[START OF Excerpt to read]

Region 2 — User Memory

User Memory is the fraction of the usable heap (heap minus 300 MB) that Spark leaves for your code. The usable heap is spark.executor.memory - 300 MB. User Memory is calculated as usable_heap × (1 - spark.memory.fraction), which at the default spark.memory.fraction=0.6 gives you 40% of the usable heap. On a 16 GB executor: (16 GB - 300 MB) × 0.40 ≈ 6.3 GB reserved for user code. This includes Scala/Python UDF data structures, internal RDD operator buffers, and any custom data objects your application creates on the JVM heap. If your UDFs build large in-memory lookup maps, they draw from User Memory — and if they exhaust it, you get a java.lang.OutOfMemoryError: Java heap space error, not a Spark-level OOM.

Region 3 — Unified Spark Memory Pool (Execution + Storage)

The remaining 60% of the usable heap is the Unified Spark Memory Pool. This is what most engineers think of as "Spark's memory." It is divided between two sub-pools that share the space dynamically:

  • Execution Memory handles in-flight computation: shuffle read buffers, sort spill buffers, hash-join build-side hash tables, and window function state. When a task is actively running a shuffle, a sort, or a hash join, it draws from Execution Memory.
  • Storage Memory holds persisted data: cached RDDs, cached DataFrames, broadcast variables, and accumulator state. When you call .cache() or .persist(), blocks are stored in Storage Memory.

The critical design point is that these two sub-pools share the unified region dynamically. spark.memory.storageFraction (default 0.5) defines the floor below which Storage Memory cannot be evicted by Execution — not a ceiling or a hard partition. Storage can grow above 50% when Execution is idle, and Execution can claim storage space by evicting cached blocks when it needs memory, as long as Storage is above the floor.

Region 4 — Off-Heap Memory (Project Tungsten)

When spark.memory.offHeap.enabled=true, Spark allocates a pool of native (non-JVM) memory outside the heap using sun.misc.Unsafe. This memory is invisible to the Java garbage collector. Tungsten uses it to store data in a compact binary row format (UnsafeRow) — fixed-width fields, no Java object headers, cache-line aligned. The GC never touches it, which eliminates the GC-induced pauses that plague large-heap executors.

Off-heap is particularly powerful for large sort-merge joins and aggregations where millions of rows would otherwise flood the old generation of the GC heap. The trade-off is operational: off-heap memory must be sized separately via spark.memory.offHeap.size, and critically, it is not counted by YARN toward the executor container memory limit. You must manually add it to spark.executor.memoryOverhead or YARN will kill the container when total process memory exceeds its allocation ceiling.

Region 5 — Memory Overhead (Outside the JVM Heap)

[END OF Excerpt to read]
[START OF Records]

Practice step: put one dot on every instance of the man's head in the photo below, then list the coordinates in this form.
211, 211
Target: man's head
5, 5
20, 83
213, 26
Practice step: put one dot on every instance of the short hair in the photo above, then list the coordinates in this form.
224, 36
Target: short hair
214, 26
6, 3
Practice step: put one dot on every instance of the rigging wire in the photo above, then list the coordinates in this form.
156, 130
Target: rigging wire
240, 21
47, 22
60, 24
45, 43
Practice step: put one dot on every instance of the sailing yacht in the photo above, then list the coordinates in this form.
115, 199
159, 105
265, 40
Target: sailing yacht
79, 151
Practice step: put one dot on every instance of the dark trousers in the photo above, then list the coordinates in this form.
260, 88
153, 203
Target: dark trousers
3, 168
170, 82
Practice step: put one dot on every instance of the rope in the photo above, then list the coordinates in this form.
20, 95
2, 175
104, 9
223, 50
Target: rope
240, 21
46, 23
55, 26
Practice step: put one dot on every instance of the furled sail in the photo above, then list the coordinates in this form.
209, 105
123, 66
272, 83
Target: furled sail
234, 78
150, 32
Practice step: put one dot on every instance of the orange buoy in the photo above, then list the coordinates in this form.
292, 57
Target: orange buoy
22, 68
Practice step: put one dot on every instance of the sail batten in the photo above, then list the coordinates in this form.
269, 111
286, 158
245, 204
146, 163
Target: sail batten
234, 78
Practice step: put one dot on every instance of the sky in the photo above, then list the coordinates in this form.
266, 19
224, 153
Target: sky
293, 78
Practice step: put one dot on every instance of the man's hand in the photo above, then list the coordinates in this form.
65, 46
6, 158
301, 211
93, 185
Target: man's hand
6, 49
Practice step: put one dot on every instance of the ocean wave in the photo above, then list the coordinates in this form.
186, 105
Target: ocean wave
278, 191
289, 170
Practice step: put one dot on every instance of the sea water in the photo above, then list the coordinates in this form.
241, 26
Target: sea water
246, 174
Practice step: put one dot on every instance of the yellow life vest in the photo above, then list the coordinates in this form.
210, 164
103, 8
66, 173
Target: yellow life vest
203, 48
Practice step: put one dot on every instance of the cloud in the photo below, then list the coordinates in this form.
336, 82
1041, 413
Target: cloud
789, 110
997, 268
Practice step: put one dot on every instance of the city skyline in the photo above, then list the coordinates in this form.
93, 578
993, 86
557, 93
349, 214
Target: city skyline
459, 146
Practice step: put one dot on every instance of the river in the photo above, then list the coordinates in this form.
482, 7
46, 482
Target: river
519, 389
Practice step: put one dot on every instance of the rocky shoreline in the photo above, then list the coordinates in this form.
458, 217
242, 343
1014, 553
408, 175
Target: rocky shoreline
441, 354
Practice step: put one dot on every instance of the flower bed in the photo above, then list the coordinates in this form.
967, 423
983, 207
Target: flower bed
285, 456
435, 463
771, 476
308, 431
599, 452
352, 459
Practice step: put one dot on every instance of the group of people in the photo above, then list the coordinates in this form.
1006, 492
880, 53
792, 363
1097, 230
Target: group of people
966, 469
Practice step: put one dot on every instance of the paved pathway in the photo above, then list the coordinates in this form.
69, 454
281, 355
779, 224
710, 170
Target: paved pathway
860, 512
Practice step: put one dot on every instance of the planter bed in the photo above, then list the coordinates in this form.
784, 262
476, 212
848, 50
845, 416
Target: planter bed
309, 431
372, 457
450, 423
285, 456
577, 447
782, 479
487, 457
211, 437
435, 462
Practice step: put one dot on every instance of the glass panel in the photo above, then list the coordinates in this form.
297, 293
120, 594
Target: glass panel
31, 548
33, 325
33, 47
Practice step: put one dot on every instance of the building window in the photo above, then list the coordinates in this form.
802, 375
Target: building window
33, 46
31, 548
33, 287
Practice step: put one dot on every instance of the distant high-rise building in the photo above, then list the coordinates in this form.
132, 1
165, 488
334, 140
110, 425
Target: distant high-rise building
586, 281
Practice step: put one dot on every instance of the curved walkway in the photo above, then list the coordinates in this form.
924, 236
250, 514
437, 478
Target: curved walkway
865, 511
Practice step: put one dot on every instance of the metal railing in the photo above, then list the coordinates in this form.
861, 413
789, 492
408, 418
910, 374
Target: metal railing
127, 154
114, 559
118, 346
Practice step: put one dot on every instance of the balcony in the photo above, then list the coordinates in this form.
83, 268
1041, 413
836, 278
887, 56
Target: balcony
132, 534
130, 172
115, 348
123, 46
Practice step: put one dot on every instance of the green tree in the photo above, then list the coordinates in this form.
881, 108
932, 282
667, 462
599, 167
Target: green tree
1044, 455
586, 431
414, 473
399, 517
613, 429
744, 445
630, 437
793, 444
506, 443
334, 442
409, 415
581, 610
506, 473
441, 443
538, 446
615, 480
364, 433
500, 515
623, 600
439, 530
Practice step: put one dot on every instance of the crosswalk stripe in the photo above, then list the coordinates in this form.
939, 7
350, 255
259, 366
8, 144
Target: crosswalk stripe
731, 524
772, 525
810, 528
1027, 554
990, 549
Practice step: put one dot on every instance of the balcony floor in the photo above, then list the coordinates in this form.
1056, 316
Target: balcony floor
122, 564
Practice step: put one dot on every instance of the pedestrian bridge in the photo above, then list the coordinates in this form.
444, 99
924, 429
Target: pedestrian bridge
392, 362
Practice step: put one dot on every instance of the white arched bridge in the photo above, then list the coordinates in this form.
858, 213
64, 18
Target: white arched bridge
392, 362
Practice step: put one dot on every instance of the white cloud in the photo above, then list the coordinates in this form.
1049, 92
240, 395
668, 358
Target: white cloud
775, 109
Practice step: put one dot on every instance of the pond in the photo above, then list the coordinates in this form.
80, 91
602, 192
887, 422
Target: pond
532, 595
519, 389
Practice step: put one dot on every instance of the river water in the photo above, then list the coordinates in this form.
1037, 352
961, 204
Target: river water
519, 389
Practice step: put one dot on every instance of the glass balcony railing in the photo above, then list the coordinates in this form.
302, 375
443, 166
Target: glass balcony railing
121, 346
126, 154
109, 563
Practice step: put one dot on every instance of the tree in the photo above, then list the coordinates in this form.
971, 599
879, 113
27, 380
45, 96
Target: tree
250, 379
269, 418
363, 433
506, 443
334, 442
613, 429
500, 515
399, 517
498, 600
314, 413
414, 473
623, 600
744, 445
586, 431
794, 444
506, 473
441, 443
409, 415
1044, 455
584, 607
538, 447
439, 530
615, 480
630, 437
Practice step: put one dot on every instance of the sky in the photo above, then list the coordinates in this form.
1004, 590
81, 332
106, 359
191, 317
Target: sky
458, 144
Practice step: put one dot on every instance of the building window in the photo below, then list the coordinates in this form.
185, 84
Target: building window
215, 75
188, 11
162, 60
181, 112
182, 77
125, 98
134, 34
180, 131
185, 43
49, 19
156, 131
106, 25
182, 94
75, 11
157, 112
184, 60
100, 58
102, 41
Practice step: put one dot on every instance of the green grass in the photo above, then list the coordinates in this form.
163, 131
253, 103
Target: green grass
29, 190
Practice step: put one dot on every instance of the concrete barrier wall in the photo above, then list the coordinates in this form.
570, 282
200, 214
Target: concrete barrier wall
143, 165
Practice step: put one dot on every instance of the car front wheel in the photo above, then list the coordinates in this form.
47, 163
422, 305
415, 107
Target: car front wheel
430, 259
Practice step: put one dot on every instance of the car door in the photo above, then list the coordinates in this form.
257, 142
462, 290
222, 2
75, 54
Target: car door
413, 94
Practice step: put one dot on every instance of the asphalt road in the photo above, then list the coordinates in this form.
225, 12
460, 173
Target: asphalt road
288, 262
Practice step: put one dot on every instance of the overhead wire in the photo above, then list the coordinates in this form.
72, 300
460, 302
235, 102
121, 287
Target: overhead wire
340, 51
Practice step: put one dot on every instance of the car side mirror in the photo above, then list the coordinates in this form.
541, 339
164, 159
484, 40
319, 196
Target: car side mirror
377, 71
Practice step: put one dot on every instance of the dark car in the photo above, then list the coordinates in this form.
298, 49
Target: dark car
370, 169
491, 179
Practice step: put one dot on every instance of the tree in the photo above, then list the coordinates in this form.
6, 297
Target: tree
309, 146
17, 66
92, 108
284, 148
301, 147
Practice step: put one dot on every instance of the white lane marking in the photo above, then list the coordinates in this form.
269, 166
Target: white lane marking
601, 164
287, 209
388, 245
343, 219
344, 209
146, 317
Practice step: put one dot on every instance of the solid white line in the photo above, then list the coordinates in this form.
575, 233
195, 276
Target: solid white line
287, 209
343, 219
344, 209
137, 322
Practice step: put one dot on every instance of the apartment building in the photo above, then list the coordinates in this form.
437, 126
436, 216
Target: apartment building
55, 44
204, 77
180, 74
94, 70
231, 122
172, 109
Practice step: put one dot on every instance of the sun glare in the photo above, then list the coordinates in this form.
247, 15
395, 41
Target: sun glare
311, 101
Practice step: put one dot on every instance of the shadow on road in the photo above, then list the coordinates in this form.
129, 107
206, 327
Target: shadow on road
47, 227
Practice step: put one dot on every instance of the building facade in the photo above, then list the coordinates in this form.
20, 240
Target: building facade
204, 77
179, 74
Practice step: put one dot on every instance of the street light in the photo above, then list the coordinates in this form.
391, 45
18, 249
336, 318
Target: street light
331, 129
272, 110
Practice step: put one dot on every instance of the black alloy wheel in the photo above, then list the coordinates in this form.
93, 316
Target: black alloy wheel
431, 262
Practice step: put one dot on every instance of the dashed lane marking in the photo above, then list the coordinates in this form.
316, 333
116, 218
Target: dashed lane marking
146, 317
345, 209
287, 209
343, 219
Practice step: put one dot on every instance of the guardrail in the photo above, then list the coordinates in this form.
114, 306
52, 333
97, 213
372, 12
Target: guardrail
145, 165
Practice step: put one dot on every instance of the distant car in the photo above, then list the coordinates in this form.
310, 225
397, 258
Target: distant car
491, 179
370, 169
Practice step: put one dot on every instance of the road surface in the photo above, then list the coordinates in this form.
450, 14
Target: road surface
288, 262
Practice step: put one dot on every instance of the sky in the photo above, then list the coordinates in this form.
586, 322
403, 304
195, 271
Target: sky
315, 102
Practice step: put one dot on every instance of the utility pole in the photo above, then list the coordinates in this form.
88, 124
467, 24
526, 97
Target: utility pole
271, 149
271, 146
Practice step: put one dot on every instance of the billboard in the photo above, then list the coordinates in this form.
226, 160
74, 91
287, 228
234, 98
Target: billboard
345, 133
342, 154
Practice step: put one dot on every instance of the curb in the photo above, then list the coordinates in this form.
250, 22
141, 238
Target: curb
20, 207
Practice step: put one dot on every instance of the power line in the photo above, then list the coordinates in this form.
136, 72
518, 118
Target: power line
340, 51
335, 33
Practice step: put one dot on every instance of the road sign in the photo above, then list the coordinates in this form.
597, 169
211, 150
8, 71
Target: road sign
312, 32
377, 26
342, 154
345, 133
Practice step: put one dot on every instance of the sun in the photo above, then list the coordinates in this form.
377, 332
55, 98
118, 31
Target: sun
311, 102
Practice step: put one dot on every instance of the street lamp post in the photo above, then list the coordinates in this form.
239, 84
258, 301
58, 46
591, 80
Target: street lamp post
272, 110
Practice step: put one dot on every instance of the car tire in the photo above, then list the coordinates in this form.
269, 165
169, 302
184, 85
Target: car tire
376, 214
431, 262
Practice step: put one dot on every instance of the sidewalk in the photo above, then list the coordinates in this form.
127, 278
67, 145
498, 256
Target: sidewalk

[END OF Records]

» **Exercise instructions**
Carry on the excerpt on Spark executor memory, starting right after its final line. The entries were drawn from a separate source and have no connection to the excerpt on Spark executor memory.

» **Expected answer**
spark.executor.memoryOverhead (default: max(executor_memory × 0.10, 384 MB)) is the non-heap memory YARN reserves for the executor process. It covers JVM stack frames, JVM internal metadata, Netty network buffers (Spark's shuffle transport layer), and — critically on PySpark workloads — the Python worker process that runs alongside each JVM. Python workers are separate processes and their memory consumption is entirely outside the JVM heap. At the 10% default, a 16 GB executor gets 1.6 GB of overhead. This is routinely too small for large Netty shuffle buffers or Python-heavy UDFs, and exceeding it causes the container kill that looks like an OOM but is actually an overhead breach.

The diagram below shows how these five regions relate to the total executor JVM process. Understanding this hierarchy is the prerequisite to every sizing decision that follows.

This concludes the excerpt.